Д.Медведев: Естественно, мне сообщали информацию всю и на протяжении нескольких предшествующих дней о том, что там какая-то концентрация происходит и провокации какие-то осуществляются. Но с учётом того, что конфликту уже было много лет и наш миротворческий контингент там давно стоял, в общем это можно было оценивать очень по-разному. Хотя, конечно, это нас уже тогда насторожило и определённые указания были даны. Тем не менее, я не скрою, я всё-таки надеялся, что грузинскому руководству и лично Саакашвили достанет ума не создавать таких проблем, которые они создали. Что же касается самой ночи, то действительно там были и обстрелы, и возникло уже очевидное обострение ситуации. И всё-таки, что называется, до самого последнего момента я надеялся, что они остановятся. Но, к сожалению, уже где-то в районе часа ночи, когда я переговорил со всеми участниками непосредственных событий – это, естественно, министр обороны, начальник Генштаба, министр иностранных дел, – нам стало ясно, что это не серия каких-то краткосрочных провокаций, а реальная агрессия, направленная на то, чтобы силой развернуть развитие Южной Осетии и привести к власти другой режим. И после этого доклада – я тоже уже неоднократно об этом говорил – мне пришлось принять это самое трудное решение, когда я вынужден был дать прямое указание начинать военные действия и открыть огонь по силам грузинских войск.

● **Набор заданий**
a) С кем, согласно тексту о решении начать военные действия, Д. Медведев переговорил около часа ночи?
b) Допишите следующую часть текста о решении начать военные действия против грузинских войск, продолжив его после последнего предложения.

● **Извлечённые данные**
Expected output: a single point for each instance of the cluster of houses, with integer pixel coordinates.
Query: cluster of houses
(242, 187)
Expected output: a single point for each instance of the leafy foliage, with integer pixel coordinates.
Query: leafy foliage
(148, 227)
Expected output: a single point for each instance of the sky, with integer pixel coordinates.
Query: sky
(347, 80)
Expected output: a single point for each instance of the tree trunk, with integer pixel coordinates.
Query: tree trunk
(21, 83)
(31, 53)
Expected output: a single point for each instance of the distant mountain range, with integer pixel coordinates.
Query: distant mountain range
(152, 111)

● **Набор ответов**
a) С министром обороны, начальником Генштаба и министром иностранных дел.

b)
О.Бойко: Я правильно вас понимаю, что вы считаете, что это была такая многоходовая комбинация, то есть стратегический расчёт?
Д.Медведев: Правильно понимаете. Я думаю, что здесь сложилось несколько факторов. Во-первых, по всей вероятности, господин Саакашвили пребывал в иллюзии, что после смены руководства в России можно постараться, так сказать, потихонечку достичь тех целей, которые ему не удавалось достичь – и его предшественникам в предыдущие годы. Что можно как-то, так сказать, по-тихому всё осуществить. Во-вторых, я об этом тоже говорил, на мой взгляд, определённую роль сыграла прямая поддержка, которая оказывалась Саакашвили со стороны Соединённых Штатов Америки, некоторых других стран. Она была не только моральной, она была и материальной. Напомню, что с 2002 года по 2008 год общий объём затрат на содержание вооружённых сил Грузии вырос в 50 раз – почти до миллиарда долларов. Понятно, что государство наращивало свою военную мощь. И это никогда не проходит бесследно. По всей вероятности, было ощущение, что Грузия, которая подала заявку на членство в Североатлантическом альянсе – заявка не была отвергнута, их как бы поставили в лист ожидания, – после этого стала абсолютно неуязвимой страной, на которую чуть ли не распространяются известные правила договора о создании Североатлантического альянса – о коллективной обороне. Во всяком случае, где-то в воспалённых мозгах это могло быть. И вот эта совокупность факторов, мне кажется, в конечном счёте и привела к тому, что Саакашвили и, наверное, часть его окружения приняли решение о том, что они могут силой восстановить тот порядок, который считали правильным.
О.Бойко: Позвольте мне такой гипотетический вопрос. Как вы считаете, если бы в России смена власти не произошла, он бы осмелился на такую комбинацию?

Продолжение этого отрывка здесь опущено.